Assignment: Your answer is one number: the count of lines below that hold the word "roadside".

[Stored items]
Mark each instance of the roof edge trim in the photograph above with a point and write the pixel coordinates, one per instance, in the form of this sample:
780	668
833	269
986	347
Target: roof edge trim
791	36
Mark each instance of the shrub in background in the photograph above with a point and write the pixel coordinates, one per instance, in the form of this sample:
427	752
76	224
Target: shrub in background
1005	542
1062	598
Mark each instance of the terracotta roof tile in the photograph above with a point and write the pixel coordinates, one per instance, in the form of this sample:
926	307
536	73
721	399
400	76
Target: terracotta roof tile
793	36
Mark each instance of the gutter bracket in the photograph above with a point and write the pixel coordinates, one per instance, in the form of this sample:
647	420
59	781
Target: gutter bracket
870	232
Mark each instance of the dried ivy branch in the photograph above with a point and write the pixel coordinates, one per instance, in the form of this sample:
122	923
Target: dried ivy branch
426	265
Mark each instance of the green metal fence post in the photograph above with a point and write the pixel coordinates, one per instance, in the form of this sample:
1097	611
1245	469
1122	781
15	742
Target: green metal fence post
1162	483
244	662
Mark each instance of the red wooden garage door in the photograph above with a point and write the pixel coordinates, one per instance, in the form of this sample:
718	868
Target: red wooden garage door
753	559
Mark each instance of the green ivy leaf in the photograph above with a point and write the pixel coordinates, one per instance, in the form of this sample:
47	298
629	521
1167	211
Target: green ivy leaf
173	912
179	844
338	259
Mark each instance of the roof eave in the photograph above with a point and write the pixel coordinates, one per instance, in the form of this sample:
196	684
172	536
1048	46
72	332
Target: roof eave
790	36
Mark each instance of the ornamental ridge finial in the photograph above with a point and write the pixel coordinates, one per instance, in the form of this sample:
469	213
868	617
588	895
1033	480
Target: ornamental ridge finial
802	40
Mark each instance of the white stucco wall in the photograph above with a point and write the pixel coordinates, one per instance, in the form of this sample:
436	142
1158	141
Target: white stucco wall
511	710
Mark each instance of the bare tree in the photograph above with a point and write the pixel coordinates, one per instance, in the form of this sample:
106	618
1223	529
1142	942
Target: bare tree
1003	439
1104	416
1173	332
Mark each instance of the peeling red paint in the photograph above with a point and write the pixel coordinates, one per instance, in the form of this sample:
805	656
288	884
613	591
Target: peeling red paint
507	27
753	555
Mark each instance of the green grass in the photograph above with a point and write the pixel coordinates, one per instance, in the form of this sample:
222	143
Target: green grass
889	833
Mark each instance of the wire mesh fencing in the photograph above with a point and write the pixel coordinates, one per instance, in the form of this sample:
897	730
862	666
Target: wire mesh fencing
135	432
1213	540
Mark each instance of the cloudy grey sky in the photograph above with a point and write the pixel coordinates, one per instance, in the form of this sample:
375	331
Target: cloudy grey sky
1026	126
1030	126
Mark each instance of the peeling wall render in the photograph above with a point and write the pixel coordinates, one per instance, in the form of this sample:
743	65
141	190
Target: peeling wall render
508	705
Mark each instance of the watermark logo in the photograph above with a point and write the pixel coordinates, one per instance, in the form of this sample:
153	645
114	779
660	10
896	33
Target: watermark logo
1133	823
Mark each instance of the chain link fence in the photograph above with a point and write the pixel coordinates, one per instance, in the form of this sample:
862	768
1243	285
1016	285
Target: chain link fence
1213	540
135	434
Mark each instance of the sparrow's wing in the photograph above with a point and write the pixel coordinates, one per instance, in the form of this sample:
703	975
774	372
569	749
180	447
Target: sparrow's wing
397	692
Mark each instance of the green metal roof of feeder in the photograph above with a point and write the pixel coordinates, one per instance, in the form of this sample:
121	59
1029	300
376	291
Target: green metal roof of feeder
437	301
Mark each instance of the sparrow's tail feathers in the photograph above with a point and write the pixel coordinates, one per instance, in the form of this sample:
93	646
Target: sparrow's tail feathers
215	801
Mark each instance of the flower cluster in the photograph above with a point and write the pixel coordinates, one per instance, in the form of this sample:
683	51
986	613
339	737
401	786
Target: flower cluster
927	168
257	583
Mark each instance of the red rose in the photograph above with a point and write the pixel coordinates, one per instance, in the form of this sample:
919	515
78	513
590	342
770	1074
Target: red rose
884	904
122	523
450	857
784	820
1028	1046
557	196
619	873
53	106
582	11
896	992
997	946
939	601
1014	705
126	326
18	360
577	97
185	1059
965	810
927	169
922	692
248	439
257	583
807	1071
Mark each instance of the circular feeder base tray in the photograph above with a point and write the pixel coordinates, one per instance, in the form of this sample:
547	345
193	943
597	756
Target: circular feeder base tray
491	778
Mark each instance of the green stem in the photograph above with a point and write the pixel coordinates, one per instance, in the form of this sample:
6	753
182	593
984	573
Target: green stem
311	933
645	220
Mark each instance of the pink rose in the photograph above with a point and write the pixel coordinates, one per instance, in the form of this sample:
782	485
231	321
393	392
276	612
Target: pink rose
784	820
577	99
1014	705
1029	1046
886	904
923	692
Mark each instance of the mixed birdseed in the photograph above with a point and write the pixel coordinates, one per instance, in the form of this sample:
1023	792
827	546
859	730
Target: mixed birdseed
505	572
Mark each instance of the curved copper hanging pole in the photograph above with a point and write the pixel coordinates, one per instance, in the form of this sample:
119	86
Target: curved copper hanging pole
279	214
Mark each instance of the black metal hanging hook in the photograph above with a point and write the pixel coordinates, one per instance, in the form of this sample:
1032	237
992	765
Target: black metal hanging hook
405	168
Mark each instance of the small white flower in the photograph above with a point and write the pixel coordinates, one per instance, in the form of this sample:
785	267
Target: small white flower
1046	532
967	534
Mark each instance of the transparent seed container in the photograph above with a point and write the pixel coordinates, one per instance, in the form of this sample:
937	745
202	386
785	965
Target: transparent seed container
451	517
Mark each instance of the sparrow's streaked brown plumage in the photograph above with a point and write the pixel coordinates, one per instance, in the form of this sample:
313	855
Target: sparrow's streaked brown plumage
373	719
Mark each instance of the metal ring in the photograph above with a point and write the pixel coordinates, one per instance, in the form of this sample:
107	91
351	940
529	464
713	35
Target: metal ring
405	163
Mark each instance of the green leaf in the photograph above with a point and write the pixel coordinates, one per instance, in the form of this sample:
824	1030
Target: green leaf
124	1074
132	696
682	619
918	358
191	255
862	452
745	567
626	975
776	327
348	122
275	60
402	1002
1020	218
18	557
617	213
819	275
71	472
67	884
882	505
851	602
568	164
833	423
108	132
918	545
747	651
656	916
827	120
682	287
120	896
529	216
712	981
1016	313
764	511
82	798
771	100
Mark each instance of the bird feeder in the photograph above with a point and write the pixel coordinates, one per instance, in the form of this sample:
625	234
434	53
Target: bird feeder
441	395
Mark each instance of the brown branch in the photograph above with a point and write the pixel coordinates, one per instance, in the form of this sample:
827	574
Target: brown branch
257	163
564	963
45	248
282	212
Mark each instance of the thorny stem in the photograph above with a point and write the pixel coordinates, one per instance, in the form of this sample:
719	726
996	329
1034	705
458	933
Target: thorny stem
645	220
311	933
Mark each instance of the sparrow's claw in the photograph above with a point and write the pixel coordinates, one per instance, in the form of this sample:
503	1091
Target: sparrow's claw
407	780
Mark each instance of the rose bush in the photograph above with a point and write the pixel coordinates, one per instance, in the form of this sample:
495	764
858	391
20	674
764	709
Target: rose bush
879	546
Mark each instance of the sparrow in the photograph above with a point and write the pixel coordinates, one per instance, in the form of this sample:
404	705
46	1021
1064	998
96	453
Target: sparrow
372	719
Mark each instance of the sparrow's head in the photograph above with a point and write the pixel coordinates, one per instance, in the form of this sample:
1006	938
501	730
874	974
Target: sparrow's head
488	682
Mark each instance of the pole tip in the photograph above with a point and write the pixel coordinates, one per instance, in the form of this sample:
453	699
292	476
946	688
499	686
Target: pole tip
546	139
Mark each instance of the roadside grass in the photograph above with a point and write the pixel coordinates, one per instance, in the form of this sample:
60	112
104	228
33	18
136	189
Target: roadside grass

Solution to the problem: 2